:: How to complete this task ::
Restate the records in full, keeping every word as it is.

:: Records for processing ::
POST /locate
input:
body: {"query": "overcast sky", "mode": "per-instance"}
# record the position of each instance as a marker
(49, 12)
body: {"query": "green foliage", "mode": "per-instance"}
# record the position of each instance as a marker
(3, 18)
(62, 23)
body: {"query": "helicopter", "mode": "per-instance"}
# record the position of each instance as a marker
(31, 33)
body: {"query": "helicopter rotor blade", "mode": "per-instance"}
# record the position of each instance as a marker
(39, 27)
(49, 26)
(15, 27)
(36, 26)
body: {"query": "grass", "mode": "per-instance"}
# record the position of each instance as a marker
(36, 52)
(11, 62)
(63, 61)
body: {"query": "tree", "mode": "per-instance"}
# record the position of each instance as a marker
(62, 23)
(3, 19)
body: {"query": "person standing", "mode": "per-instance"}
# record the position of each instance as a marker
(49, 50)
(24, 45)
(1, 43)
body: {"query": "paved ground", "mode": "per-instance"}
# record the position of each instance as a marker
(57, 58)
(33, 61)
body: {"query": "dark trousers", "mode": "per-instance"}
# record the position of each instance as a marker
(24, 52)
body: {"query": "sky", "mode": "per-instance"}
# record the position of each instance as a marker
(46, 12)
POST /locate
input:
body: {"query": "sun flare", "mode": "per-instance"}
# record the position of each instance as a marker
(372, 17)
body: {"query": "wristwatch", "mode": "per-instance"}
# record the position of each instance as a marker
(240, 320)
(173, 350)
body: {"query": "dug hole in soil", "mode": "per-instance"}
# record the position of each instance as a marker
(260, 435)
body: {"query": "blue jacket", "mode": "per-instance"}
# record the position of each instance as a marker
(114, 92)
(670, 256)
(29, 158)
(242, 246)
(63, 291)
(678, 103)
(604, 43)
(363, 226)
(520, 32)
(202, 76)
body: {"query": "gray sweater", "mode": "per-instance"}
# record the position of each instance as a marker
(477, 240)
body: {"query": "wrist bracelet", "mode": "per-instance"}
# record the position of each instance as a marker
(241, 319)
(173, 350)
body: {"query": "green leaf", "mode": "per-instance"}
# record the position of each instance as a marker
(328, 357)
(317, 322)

:: Answer space ::
POST /locate
input:
body: {"query": "overcast sky", "mode": "per-instance"}
# record the position of each instance as a marker
(49, 12)
body: {"query": "green foliage", "mode": "per-instance"}
# record the position of each instance as a marker
(3, 18)
(62, 23)
body: {"query": "helicopter", "mode": "per-instance"}
# record the position of each instance as a marker
(31, 33)
body: {"query": "helicopter rotor blade", "mode": "per-instance"}
# record the position of each instance as a marker
(39, 27)
(49, 26)
(15, 27)
(36, 26)
body: {"query": "grass", "mode": "per-instance"}
# record the position of each instance as a marker
(36, 52)
(11, 62)
(63, 61)
body: {"query": "tree", "mode": "per-instance"}
# record the position of each instance as a marker
(62, 23)
(3, 19)
body: {"query": "person standing", "mode": "per-instance"}
# record the position of each instance as a marker
(49, 50)
(24, 45)
(1, 43)
body: {"query": "paved ground", "mode": "per-instance"}
# record the position of each instance as a marker
(57, 58)
(33, 61)
body: {"query": "dark trousers", "mode": "per-instance"}
# record the position of each instance as a marker
(24, 52)
body: {"query": "sky", "mode": "per-instance"}
# record the position of each instance as a marker
(46, 12)
POST /locate
input:
body: {"query": "sun flare", "mode": "per-instance"}
# record the position of each instance as a marker
(372, 17)
body: {"query": "wristwatch", "mode": "per-instance"}
# record the position of each instance as a marker
(240, 320)
(173, 350)
body: {"query": "dug hole in soil", "mode": "per-instance"}
# record the position of each instance as a marker
(260, 435)
body: {"query": "blue jacket", "mode": "per-instance"}
# record the position of each instance as a marker
(114, 92)
(670, 256)
(29, 158)
(242, 246)
(63, 291)
(678, 103)
(604, 43)
(363, 226)
(520, 32)
(202, 76)
body: {"query": "gray sweater", "mode": "per-instance"}
# record the position of each instance as a marker
(477, 240)
body: {"query": "wrist bracelet", "mode": "per-instance"}
# record the position of each instance as a marker
(241, 319)
(173, 350)
body: {"query": "green leaf", "mode": "per-instance"}
# record the position of each instance as a marker
(328, 357)
(317, 322)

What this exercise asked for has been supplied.